Task material:
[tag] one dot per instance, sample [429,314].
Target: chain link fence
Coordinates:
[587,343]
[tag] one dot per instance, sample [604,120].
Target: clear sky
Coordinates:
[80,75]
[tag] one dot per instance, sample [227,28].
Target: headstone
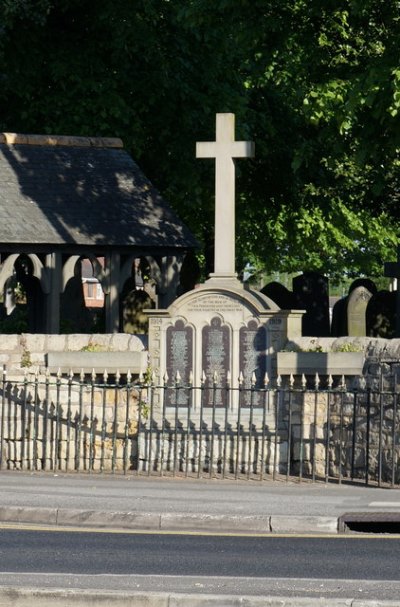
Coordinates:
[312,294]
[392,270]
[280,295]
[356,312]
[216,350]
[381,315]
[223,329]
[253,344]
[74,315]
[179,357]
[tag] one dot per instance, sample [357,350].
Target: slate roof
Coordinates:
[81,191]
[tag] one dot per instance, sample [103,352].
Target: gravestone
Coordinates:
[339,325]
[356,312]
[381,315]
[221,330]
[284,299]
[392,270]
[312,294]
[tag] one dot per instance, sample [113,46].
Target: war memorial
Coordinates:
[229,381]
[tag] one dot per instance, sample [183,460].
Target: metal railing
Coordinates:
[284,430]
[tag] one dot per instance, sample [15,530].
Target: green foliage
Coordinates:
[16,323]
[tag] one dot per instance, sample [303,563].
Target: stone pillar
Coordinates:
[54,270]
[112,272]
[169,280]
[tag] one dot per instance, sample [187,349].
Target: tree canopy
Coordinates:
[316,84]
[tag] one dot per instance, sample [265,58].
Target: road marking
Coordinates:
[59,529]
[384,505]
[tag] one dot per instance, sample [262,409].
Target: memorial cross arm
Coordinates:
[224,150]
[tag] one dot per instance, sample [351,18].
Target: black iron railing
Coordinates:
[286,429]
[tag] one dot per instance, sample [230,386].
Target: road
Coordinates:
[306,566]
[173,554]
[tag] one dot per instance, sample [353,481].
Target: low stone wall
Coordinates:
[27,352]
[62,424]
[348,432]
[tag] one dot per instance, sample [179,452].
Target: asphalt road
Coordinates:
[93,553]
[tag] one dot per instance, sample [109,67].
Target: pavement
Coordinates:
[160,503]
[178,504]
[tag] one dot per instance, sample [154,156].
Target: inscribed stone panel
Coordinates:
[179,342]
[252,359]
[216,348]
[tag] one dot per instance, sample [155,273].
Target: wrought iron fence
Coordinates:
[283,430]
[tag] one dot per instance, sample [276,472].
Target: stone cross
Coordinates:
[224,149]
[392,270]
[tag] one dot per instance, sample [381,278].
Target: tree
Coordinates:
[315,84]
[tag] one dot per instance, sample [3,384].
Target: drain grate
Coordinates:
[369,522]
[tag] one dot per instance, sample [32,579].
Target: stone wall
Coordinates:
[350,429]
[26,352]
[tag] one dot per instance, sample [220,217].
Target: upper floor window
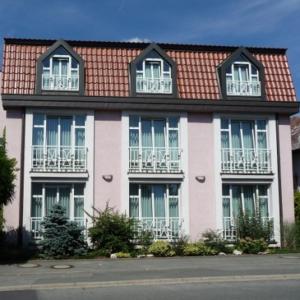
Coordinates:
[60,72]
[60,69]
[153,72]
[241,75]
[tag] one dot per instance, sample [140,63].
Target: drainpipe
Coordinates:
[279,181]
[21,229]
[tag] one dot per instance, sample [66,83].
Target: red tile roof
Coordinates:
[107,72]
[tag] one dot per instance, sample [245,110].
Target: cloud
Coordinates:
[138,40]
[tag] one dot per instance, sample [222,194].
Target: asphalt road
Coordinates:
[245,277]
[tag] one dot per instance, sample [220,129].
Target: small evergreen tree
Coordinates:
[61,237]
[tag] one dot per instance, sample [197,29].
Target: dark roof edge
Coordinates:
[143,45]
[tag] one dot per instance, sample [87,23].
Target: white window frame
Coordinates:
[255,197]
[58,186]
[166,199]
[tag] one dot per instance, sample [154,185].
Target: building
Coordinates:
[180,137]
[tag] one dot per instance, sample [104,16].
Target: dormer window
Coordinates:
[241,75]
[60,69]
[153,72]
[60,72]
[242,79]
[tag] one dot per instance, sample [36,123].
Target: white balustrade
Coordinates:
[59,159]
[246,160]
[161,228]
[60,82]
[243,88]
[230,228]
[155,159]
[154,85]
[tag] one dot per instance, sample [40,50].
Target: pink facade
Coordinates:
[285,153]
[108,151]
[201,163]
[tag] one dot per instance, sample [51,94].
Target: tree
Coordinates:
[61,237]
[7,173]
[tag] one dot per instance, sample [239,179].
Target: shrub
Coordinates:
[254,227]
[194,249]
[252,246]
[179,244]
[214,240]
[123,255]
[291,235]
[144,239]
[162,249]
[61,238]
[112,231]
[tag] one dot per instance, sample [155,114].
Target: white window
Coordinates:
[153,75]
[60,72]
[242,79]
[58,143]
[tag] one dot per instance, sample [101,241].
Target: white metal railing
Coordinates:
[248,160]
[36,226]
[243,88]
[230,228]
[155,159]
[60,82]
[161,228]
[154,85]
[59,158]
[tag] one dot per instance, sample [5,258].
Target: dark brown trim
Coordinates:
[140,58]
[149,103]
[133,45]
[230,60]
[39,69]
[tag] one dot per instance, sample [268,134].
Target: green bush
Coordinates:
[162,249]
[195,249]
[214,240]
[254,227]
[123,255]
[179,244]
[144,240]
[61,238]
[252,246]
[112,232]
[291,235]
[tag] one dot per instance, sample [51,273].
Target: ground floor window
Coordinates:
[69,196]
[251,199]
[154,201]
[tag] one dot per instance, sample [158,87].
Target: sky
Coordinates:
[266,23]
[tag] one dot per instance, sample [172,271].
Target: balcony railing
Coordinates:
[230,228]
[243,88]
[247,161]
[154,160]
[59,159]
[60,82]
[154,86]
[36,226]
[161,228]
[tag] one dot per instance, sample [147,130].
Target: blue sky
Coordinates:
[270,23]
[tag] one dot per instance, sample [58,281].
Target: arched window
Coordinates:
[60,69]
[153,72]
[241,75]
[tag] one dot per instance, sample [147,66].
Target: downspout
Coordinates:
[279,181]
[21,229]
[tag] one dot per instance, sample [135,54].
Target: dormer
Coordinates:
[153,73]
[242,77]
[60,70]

Given exercise:
Swap each "Coordinates" for "Points" across all of the material, keep everything else the same, and omit the pictures from your answer.

Expected output:
[tag] one dot per instance, sample [429,314].
Target: chain link fence
Points:
[587,343]
[tag] one dot per instance, sample [604,120].
Target: clear sky
Points:
[80,75]
[tag] one dot per instance, sample [227,28].
Target: headstone
Points:
[312,294]
[392,270]
[280,295]
[356,312]
[216,350]
[381,315]
[223,329]
[253,344]
[74,315]
[179,357]
[tag] one dot per instance, sample [357,350].
Target: slate roof
Points:
[81,191]
[tag] one dot per instance, sample [103,352].
Target: gravestone
Points:
[339,325]
[356,312]
[381,315]
[221,330]
[284,299]
[392,270]
[312,294]
[tag] one dot per instance, sample [113,46].
Target: war memorial
Points:
[229,381]
[tag] one dot per instance, sample [183,460].
Target: metal railing
Points:
[284,430]
[tag] one dot per instance, sample [15,530].
Target: green foliage
Points:
[16,323]
[tag] one dot per instance, sample [303,563].
Target: stone pillar
Points:
[54,270]
[112,272]
[169,280]
[tag] one dot per instance, sample [187,349].
Target: tree canopy
Points:
[316,84]
[tag] one dot per instance, sample [265,58].
Target: road marking
Points:
[59,529]
[384,505]
[tag] one dot per instance, sample [262,409].
Target: memorial cross arm
Points:
[224,150]
[tag] one dot per instance, sample [351,18].
Target: black iron railing
Points:
[286,429]
[tag] one dot per instance, sample [230,386].
Target: road
Points:
[306,566]
[173,554]
[tag] one dot per instance, sample [353,481].
Target: low stone wall
Points:
[27,352]
[62,424]
[348,432]
[tag] one dot per instance, sample [179,452].
Target: asphalt road
Points:
[93,553]
[tag] one dot per instance, sample [109,67].
Target: pavement
Points:
[160,503]
[178,504]
[tag] one dot per instance, sample [154,156].
Target: inscribed stone panel
Points:
[179,342]
[252,359]
[216,348]
[tag] one dot per instance, sample [155,273].
Target: wrought iron fence
Points:
[283,430]
[tag] one dot per instance, sample [276,472].
Target: stone cross
Points:
[224,149]
[392,270]
[tag] one dot per instance, sample [381,278].
Target: tree
Points:
[315,84]
[tag] one dot per instance, sample [3,384].
Target: drain grate
Points:
[369,522]
[tag] one dot per instance, sample [32,579].
Target: stone wall
Points:
[350,429]
[26,352]
[tag] one dot per instance, sample [220,217].
Target: upper floor window
Points:
[60,72]
[60,69]
[153,72]
[241,75]
[tag] one dot per instance, sample [140,63].
Target: drainpipe
Points:
[279,181]
[21,229]
[tag] one dot per instance, sample [66,83].
Target: red tile roof
Points:
[107,72]
[tag] one dot per instance, sample [245,110].
Target: cloud
Points:
[138,40]
[tag] one dot per instance, sample [222,194].
Target: asphalt road
Points:
[245,277]
[tag] one dot per instance, sample [220,129].
Target: small evergreen tree
Points:
[61,237]
[tag] one dot per instance, sample [197,29].
Target: dark roof edge
Points:
[143,45]
[tag] one dot per instance, sample [87,23].
Target: white window frame
Points:
[255,197]
[58,186]
[166,199]
[tag] one dot per instance, sample [154,185].
Target: building
Points:
[180,137]
[tag] one dot per instance, sample [104,16].
Target: dormer window
Points:
[241,75]
[60,69]
[153,72]
[60,72]
[242,79]
[tag] one dot per instance, sample [36,123].
Target: white balustrade
Points:
[59,159]
[246,160]
[161,228]
[60,82]
[243,88]
[230,228]
[155,159]
[154,85]
[tag] one dot per instance, sample [40,50].
Target: pink facade
Points:
[285,153]
[108,151]
[201,163]
[tag] one dot per instance, sample [51,94].
Target: tree
Points:
[61,237]
[7,173]
[tag] one dot per instance, sample [239,179].
Target: shrub
Points:
[254,227]
[194,249]
[252,246]
[179,244]
[214,240]
[123,255]
[291,235]
[144,239]
[162,249]
[61,238]
[112,231]
[tag] one dot per instance, sample [155,114].
Target: white window
Points:
[153,75]
[60,72]
[242,79]
[58,143]
[tag] one dot per instance, sample [101,241].
Target: white metal railing
Points:
[248,160]
[36,226]
[243,88]
[230,228]
[155,159]
[60,82]
[161,228]
[154,85]
[59,158]
[tag] one dot per instance, sample [5,258].
Target: dark brown trim
Points:
[140,58]
[149,103]
[133,45]
[230,60]
[39,69]
[tag] one dot per instance, sample [268,134].
Target: green bush
Points:
[162,249]
[195,249]
[214,240]
[254,227]
[123,255]
[179,244]
[144,240]
[61,238]
[252,246]
[112,232]
[291,235]
[tag] one dot per instance, sample [51,273].
Target: ground floor window
Points:
[69,196]
[251,199]
[154,201]
[tag] one dot per instance, sample [158,87].
Target: sky
Points:
[266,23]
[tag] one dot per instance, sample [172,271].
Target: balcony railing
Points:
[230,228]
[243,88]
[247,161]
[154,160]
[59,159]
[60,82]
[154,86]
[36,226]
[161,228]
[tag] one dot per instance, sample [147,130].
Target: blue sky
Points:
[270,23]
[tag] one dot per instance, sample [58,281].
Target: arched window
Points:
[60,69]
[153,72]
[241,75]
[tag] one dot per instance, sample [147,66].
Target: downspout
Points:
[279,181]
[21,229]
[tag] one dot per instance, sample [135,54].
Target: dormer
Points:
[153,73]
[242,77]
[60,70]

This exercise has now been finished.